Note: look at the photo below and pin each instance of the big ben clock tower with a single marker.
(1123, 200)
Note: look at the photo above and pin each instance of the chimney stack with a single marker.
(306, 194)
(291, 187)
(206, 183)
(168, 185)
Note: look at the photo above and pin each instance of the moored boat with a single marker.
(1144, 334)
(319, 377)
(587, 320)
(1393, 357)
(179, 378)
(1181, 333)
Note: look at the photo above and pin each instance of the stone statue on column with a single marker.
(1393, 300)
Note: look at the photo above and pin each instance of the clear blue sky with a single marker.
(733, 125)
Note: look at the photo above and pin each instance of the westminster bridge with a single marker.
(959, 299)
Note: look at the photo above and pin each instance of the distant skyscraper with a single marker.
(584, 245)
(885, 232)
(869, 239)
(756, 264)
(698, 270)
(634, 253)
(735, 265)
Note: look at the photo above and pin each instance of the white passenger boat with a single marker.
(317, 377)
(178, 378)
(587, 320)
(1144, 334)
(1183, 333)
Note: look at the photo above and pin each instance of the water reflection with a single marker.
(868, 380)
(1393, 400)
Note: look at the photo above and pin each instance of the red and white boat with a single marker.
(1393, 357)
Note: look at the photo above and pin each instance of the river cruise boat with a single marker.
***
The request = Take the line that contains "moored boat with a single marker." and every line after it through the end of the listing above, and repeat them exactly.

Output of the exercise =
Note: look at the photo above and pin each instance of the moored boat with a single marker.
(1144, 334)
(319, 377)
(587, 320)
(1393, 357)
(179, 378)
(1181, 333)
Note: look at the photo above and pin each instance of the stone statue on column with a single marker.
(1393, 300)
Note: look at the photo above and pin each instance of the clear blue sky with a single marker.
(733, 125)
Note: look at the photo above and pin each instance of the westminster bridge with a single marker.
(959, 299)
Note: look at the photo above and pin each instance of the distant skyscraper with a single marker.
(584, 245)
(885, 232)
(869, 239)
(756, 264)
(698, 270)
(634, 253)
(735, 265)
Note: look at the photo above and pin each instance of the white passenger boat with a single marker.
(317, 377)
(178, 378)
(587, 320)
(1144, 334)
(1183, 333)
Note: look at the photo above and pin each instance of the water reflection with a single marker.
(868, 380)
(1393, 400)
Note: look at the photo above and pin each instance of the red and white boat with a single marker.
(1393, 357)
Note: look at the photo above and pin each instance of the river cruise boat with a single marker.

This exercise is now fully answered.